• _What you are asked to do_:
Please copy the listing from the line with "of the patio" up to and including the line with "<point>306,578</point>", swapping "keypoint" for "marker" and changing nothing else. Give only those lines.
[start of Material shown]
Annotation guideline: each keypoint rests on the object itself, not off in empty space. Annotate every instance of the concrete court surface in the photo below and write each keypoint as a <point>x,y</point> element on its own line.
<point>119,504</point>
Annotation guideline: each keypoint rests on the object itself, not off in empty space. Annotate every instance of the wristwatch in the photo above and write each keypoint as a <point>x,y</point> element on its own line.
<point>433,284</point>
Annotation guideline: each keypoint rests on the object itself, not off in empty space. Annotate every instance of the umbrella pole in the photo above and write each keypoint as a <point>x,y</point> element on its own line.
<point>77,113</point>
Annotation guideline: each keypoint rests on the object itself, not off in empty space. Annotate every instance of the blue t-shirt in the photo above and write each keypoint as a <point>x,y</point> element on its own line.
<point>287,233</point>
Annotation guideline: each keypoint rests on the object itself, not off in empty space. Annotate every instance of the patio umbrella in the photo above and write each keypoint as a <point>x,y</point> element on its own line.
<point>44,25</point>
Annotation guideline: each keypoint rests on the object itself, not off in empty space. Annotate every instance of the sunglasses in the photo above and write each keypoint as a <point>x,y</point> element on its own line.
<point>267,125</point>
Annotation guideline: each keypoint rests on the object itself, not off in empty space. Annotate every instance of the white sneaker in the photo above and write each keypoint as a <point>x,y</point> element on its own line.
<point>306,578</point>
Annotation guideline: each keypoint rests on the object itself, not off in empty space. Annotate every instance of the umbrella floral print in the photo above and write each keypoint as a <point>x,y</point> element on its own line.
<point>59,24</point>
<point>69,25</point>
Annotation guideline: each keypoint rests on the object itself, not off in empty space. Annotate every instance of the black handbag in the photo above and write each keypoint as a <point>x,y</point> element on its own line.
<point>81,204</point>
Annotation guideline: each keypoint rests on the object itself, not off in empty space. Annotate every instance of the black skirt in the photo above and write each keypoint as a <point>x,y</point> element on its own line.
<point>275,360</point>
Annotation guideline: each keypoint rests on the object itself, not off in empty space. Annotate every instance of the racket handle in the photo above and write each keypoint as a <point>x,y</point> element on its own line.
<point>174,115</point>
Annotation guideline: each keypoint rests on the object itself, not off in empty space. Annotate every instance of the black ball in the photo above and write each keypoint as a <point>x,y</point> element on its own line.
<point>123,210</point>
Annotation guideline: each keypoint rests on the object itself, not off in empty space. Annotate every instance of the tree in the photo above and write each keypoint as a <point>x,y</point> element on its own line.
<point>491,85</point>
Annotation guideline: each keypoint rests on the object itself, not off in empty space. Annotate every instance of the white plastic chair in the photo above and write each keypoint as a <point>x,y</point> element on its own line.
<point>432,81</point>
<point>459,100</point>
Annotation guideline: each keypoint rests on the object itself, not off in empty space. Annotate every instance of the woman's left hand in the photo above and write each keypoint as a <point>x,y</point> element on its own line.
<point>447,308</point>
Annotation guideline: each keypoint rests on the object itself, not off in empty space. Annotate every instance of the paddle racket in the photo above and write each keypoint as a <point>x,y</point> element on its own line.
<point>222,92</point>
[end of Material shown]
• _The solution_:
Annotation guideline: each marker rests on the object itself, not off in empty space. Annotate every instance of the patio umbrella in the photo above and write each marker as a <point>x,y</point> element on its own line.
<point>44,25</point>
Annotation guideline: each marker rests on the object itself, not off in empty space. Annotate every instance of the sunglasses in the photo above and write each marker as a <point>x,y</point> element on its own line.
<point>267,125</point>
Annotation guideline: each marker rests on the object itself, not off in empty space. Annotate every instance of the white sneaker in the photo above and write each marker as a <point>x,y</point> element on its own line.
<point>306,578</point>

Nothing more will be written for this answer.